COMPITI DA SVOLGERE
1. Nel brano sull'equiparazione degli psicologi ai medici, in che anno furono assunti gli psicologi del Servizio di Igiene Mentale della Provincia di Bari?
2. Prosegui il brano sull'equiparazione degli psicologi ai medici partendo subito dopo la citazione finale.

BRANO DA ESAMINARE
Sono note le circostanze storiche e politiche che hanno condotto alla c.d. “chiusura dei manicomi” in Italia. All’epoca di quella storica stagione non era stato ancora compiutamente istituito il Servizio Sanitario Nazionale; né introdotte le AA.SS.LL; né tanto meno adottati i profili professionale del personale UU.SS.LL..

Era il corpus normativo sulla istituzione dei servizi territoriali di psichiatria che prevedeva anche norme specifiche per il personale sanitario ivi impiegato, con disposizioni pure di natura economica.

Il D.M. 6 dicembre 1968 disciplinava il trattamento economico del personale medico di ruolo in servizio presso le istituzioni psichiatriche dipendenti degli enti pubblici e stabiliva (artt. 3 e 6) la corresponsione di detto trattamento non solo ai medici ma anche in favore delle figure professionali sanitarie equiparabili per funzioni.

A corredo, la L. 21.6.71 n.515 ha espressamente disponeva: “a decorrere dal 1° luglio 1971 e fino alla data indicata all’articolo 1 è corrisposta ai medici e agli psicologi degli ospedali psichiatrici e dei centri o servizi di igiene mentale una indennità, non utile ai fini previdenziali e assistenziali, pari alla differenza tra il trattamento economico in godimento alla predetta data e quello attualmente in vigore per i medici dipendenti dagli enti ospedalieri di corrispondente funzione e anzianità” (art.3).

Dette norme trovavano (e trovano ancora) applicazione in favore del primo gruppo “storico” di “psicologo” assunto dalla Pubblica Amministrazione per l’assistenza psichiatrica territoriale (nella specie in commento gli psicologi del Servizio di Igiene Mentale della Provincia di Bari, assunti nel 1978).

Come spiega anche la sentenza della Corte d’Appello di Bari, il beneficio della c.d. “equiparazione” riguarda così solo gli psicologi di c.d. “prima generazione”, assunti presso le strutture di assistenza territoriali (comunque denominate), prima della istituzione del SSN.

Questa la conclusione a cui, dopo qualche iniziale incertezza, era pervenuto il Giudice Amministrativo.

“Nella ricordata decisione n. 6663 del 27 ottobre 2003 è stato anche precisato, a conforto delle argomentazioni ivi sviluppate, che è stata dichiarata manifestamente infondata la questione di legittimità costituzionale delle più volte ricordate n. 431 del 1968 e n. 515 del 1971, con riferimento agli articoli 3, 35, 36 e 97 della Costituzione, per la parte in cui non consentono che gli psicologi assunti successivamente alle predette leggi possono conseguire l’equiparazione ai medici psichiatri (C.d.S., sez. V, 2 marzo 2000, n. 1091), ritenendosi pertanto del tutto errate le considerazioni svolte dai primi giudici in ordine alla mancata previsione dell’attribuzione agli psicologi delle indennità riconosciute ai medici, biologi, chimici e fisici, atteso che la norma indicata a parametro della pretesa illegittimità (e cioè l’articolo 14, 3° comma, della legge 20 maggio 1985, n. 207) non aveva in alcun modo stabilito, in via generale e definitiva, l’equiparazione tra psicologi e medici e rilevandosi che non era neppure pertinente il richiamo operato nella impugnata sentenza alla legge n. 56 del 1989, che ha disciplinato la professione di psicologo, non solo perché tale normativa riguarda l’attività libero – professionale dello psicologo e non già quella espletata da tale figura professionale, quale dipendente del servizio sanitario nazionale, ma anche – e soprattutto – perché essa è successiva a quella del D.P.R. 20 maggio 1987, n. 270, e pertanto non può essere in alcun modo considerata quale elemento di comparazione della ragionevolezza e dalla razionalità della normativa contestata”1.

INSIEME DI DATI
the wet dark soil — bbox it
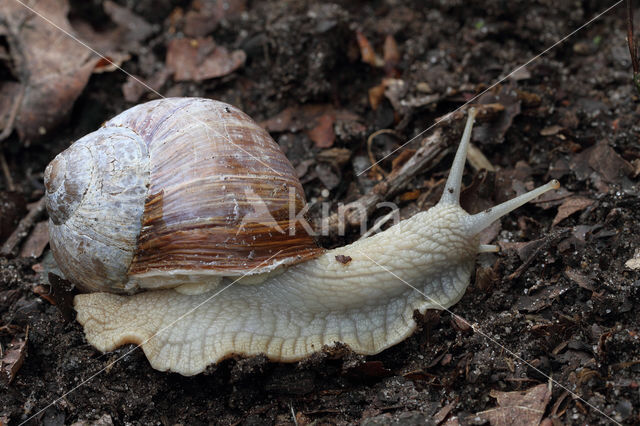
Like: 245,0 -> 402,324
0,0 -> 640,425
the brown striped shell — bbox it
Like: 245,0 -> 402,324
45,98 -> 322,292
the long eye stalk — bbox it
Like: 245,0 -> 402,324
439,108 -> 560,235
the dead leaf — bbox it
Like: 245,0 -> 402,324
472,87 -> 520,144
0,191 -> 27,241
122,68 -> 170,102
20,220 -> 49,257
369,81 -> 386,111
540,124 -> 562,136
551,196 -> 593,226
316,148 -> 351,168
624,250 -> 640,270
476,384 -> 551,426
48,272 -> 75,322
382,34 -> 400,76
356,31 -> 384,67
569,140 -> 633,185
102,0 -> 153,51
0,337 -> 27,384
166,37 -> 247,81
260,104 -> 361,139
564,268 -> 595,291
0,0 -> 97,142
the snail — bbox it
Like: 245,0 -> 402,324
45,98 -> 559,375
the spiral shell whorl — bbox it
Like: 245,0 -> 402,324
45,127 -> 149,292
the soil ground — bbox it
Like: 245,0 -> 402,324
0,0 -> 640,425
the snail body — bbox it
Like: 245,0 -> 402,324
45,98 -> 558,375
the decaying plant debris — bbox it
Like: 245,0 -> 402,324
0,0 -> 640,425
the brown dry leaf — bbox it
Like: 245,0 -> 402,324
476,384 -> 551,426
564,268 -> 595,291
122,68 -> 170,102
382,34 -> 400,76
20,220 -> 49,257
316,148 -> 352,168
0,0 -> 97,141
103,0 -> 153,51
307,114 -> 336,148
624,249 -> 640,270
183,0 -> 247,37
472,87 -> 521,144
356,31 -> 384,67
0,191 -> 27,242
260,104 -> 361,133
166,37 -> 247,81
369,80 -> 386,111
540,124 -> 563,136
551,196 -> 593,226
0,338 -> 27,384
570,140 -> 633,185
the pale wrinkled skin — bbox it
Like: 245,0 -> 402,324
75,205 -> 478,375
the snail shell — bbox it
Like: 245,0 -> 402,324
45,98 -> 322,292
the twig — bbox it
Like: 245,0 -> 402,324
0,87 -> 24,142
367,129 -> 398,176
316,104 -> 504,235
0,86 -> 24,191
627,0 -> 640,93
0,151 -> 16,191
0,197 -> 45,256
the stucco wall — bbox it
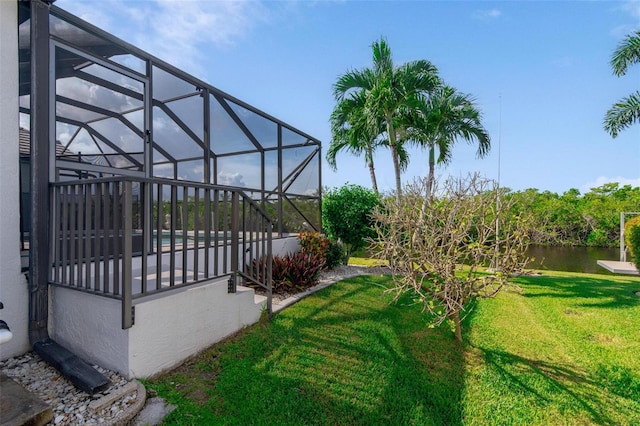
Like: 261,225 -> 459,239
50,279 -> 262,378
0,0 -> 29,359
128,279 -> 262,377
49,287 -> 129,372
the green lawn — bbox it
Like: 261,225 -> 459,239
145,273 -> 640,425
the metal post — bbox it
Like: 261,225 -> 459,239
122,180 -> 133,330
229,191 -> 240,293
29,0 -> 55,344
620,212 -> 627,262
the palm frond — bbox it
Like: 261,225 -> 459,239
611,31 -> 640,77
603,91 -> 640,138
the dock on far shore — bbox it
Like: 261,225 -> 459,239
598,260 -> 640,275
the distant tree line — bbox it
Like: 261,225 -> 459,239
505,183 -> 640,247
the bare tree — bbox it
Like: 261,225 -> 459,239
374,175 -> 530,341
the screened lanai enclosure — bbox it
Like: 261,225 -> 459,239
19,2 -> 321,328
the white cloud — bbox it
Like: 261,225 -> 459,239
473,9 -> 502,20
218,172 -> 247,188
580,176 -> 640,194
56,0 -> 268,75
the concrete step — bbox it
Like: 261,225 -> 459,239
0,372 -> 53,426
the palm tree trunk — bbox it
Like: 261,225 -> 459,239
366,146 -> 378,195
386,114 -> 402,204
416,146 -> 436,228
449,311 -> 462,343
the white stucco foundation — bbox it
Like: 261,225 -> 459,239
49,237 -> 298,378
0,1 -> 29,359
49,280 -> 262,378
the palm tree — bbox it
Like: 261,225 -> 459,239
408,86 -> 491,201
604,31 -> 640,138
326,92 -> 382,194
333,38 -> 440,201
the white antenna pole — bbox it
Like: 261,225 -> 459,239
494,93 -> 502,270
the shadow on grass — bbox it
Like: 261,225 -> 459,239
517,274 -> 640,308
470,348 -> 637,424
152,276 -> 464,425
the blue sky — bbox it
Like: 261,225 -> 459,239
55,0 -> 640,193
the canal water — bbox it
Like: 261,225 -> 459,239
527,246 -> 620,274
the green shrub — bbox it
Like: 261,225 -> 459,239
624,215 -> 640,271
322,184 -> 380,256
324,240 -> 347,270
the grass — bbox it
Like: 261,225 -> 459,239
145,273 -> 640,425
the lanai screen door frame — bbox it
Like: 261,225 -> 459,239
20,0 -> 322,255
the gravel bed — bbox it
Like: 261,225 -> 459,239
254,265 -> 391,303
0,352 -> 138,425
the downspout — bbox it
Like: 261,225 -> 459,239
22,0 -> 110,394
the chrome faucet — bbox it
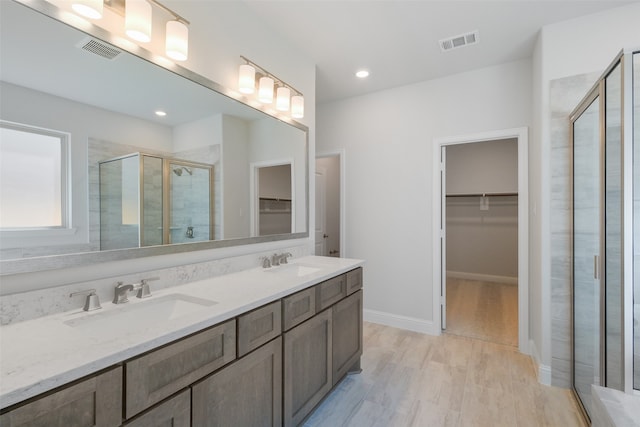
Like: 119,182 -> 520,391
113,282 -> 133,304
271,252 -> 293,266
113,277 -> 160,304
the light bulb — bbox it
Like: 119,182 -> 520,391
238,64 -> 256,94
291,95 -> 304,119
165,21 -> 189,61
276,87 -> 291,111
258,77 -> 273,104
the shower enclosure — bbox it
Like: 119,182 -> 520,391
99,153 -> 213,250
571,51 -> 640,416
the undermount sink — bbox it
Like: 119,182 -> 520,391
264,264 -> 321,277
64,294 -> 217,331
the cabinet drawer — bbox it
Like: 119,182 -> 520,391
124,389 -> 191,427
282,286 -> 316,331
0,367 -> 122,427
347,268 -> 362,295
125,319 -> 236,418
191,338 -> 282,427
316,274 -> 347,313
238,301 -> 282,357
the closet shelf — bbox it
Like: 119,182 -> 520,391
447,193 -> 518,197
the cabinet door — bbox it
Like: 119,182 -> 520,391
125,319 -> 236,418
316,274 -> 347,313
284,310 -> 332,427
282,287 -> 316,331
0,367 -> 122,427
125,389 -> 191,427
238,301 -> 282,357
347,267 -> 362,295
331,291 -> 362,385
191,337 -> 282,427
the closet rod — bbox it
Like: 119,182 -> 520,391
447,193 -> 518,197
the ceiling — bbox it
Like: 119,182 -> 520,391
246,0 -> 639,103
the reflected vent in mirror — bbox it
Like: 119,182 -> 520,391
438,30 -> 480,52
78,37 -> 122,60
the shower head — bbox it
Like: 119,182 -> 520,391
173,166 -> 193,176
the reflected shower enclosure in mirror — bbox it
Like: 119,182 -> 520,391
0,0 -> 309,274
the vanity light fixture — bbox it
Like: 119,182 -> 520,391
258,76 -> 273,104
124,0 -> 151,43
71,0 -> 104,19
71,0 -> 189,61
238,56 -> 304,119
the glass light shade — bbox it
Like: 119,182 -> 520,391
124,0 -> 151,43
165,21 -> 189,61
238,64 -> 256,94
71,0 -> 104,19
258,77 -> 273,104
291,95 -> 304,119
276,87 -> 291,111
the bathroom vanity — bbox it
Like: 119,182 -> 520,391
0,257 -> 362,427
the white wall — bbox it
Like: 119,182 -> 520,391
317,60 -> 531,332
529,3 -> 640,384
316,156 -> 344,256
1,0 -> 315,294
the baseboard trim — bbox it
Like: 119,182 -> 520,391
363,309 -> 440,335
529,340 -> 551,385
447,270 -> 518,285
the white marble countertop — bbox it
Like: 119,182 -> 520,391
0,256 -> 364,408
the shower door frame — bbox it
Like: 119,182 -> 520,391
569,48 -> 640,417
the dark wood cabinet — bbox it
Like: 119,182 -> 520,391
124,389 -> 191,427
238,301 -> 282,357
0,367 -> 122,427
125,319 -> 236,419
284,310 -> 333,427
192,337 -> 282,427
282,287 -> 316,331
316,274 -> 347,313
331,291 -> 362,385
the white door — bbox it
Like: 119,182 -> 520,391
315,168 -> 329,256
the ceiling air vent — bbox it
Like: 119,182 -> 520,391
438,30 -> 480,52
78,37 -> 122,60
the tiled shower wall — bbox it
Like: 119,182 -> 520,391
549,73 -> 600,388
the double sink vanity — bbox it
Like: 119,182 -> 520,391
0,256 -> 363,427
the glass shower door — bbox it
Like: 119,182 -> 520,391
573,92 -> 602,415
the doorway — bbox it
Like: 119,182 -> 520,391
433,128 -> 529,354
442,138 -> 518,347
315,152 -> 345,258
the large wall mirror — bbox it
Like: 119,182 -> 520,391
0,1 -> 309,274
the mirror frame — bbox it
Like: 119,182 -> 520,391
0,0 -> 310,276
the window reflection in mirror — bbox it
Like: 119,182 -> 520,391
0,121 -> 68,230
0,0 -> 308,274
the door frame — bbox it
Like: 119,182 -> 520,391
314,148 -> 347,258
432,127 -> 530,354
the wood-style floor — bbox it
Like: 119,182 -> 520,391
305,323 -> 585,427
446,277 -> 518,347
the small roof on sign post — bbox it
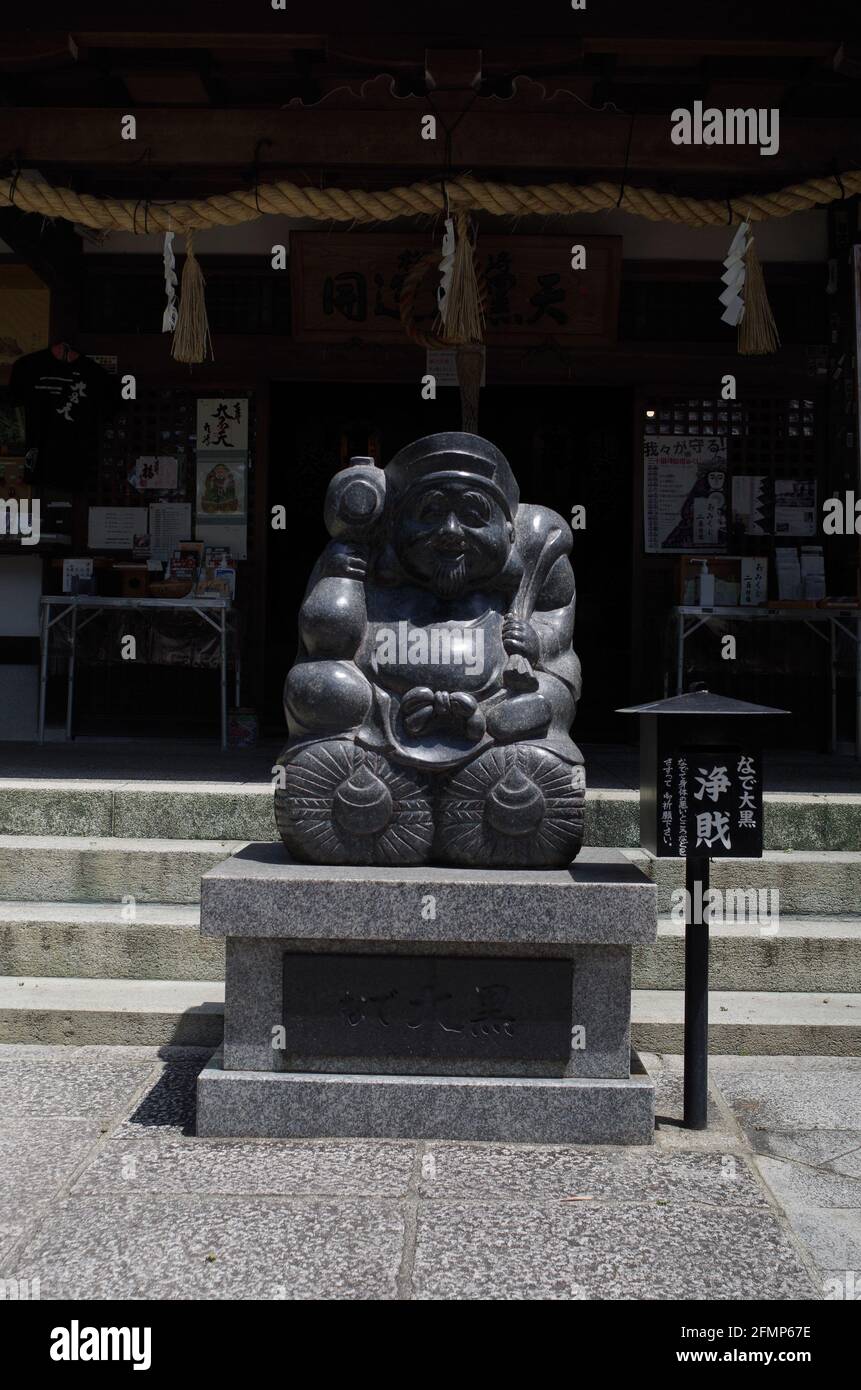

RISULTATI IN ORDINE
1. Nel 1978.

2.
Secondo questo indirizzo, pienamente condiviso dal collegio, l’art. 14 comma 3 l. 20 maggio 1985 n. 207 (in forza del quale “gli psicologi psichiatri, equiparati agli psichiatri a norma delle l. 18 marzo 1968 n. 431 e 21 giugno 1971 n. 515, in quanto svolgenti funzioni psicoterapiche, hanno il trattamento giuridico normativo di equiparazione anche ai fini dell’inquadramento nei ruoli nominativi regionali”) ha natura interpretativa e transitoria, nel senso che l’equiparazione agli psichiatri degli psicologi psichiatrici dipendenti dalle Usl, ai fini dello svolgimento delle funzioni psicoterapiche presso ospedali psichiatrici o servizi e centri di igiene mentale, spetta soltanto a coloro che alla data di entrata in vigore del d.P.R. 20 dicembre 1979 n. 761 avevano già acquisito il diritto a tale equiparazione sulla base della previgente legislazione (Cons. Stato, Sez. V, 9 ottobre 1997, n. 1121; Cons. Giust. Amm. Sic., sez. Giurisdiz., 26 febbraio 1998, n. 105; 16 dicembre 1993, n. 1322 e 7 maggio 1994, n. 431, 23 novembre 1995 n. 1623)…

Pertanto, secondo questo indirizzo, dal quale il Collegio non ritiene di discostarsi, lo psicologo, dipendente dall’Unità sanitaria locale, può essere equiparato al medico psichiatra soltanto se abbia svolto funzioni psicoterapiche nelle strutture previste dalle menzionate leggi n. 431 del 1968 e n. 215 del 1971 anteriormente all’entrata in vigore del D.P.R. 761/1979

. In questo senso si è precisato che l’art. 14 comma 3 l. 20 maggio 1985 n. 207 si è limitato a prevedere un contenuto ed una estensione già inclusi nello “status” dei dipendenti beneficiari, consolidando tale posizione, anche ai fini del citato inquadramento. La funzione transitoria della norma, rende evidente che la disciplina dello status degli psicologi psichiatrici non deve intendersi “a regime” e non deroga, pertanto al sistema delineato dalla riforma sanitaria, che considera ben distinti i profili professionali dei medici e degli psicologi (Consiglio Stato sez. V, 7 maggio 1994, n. 431).……..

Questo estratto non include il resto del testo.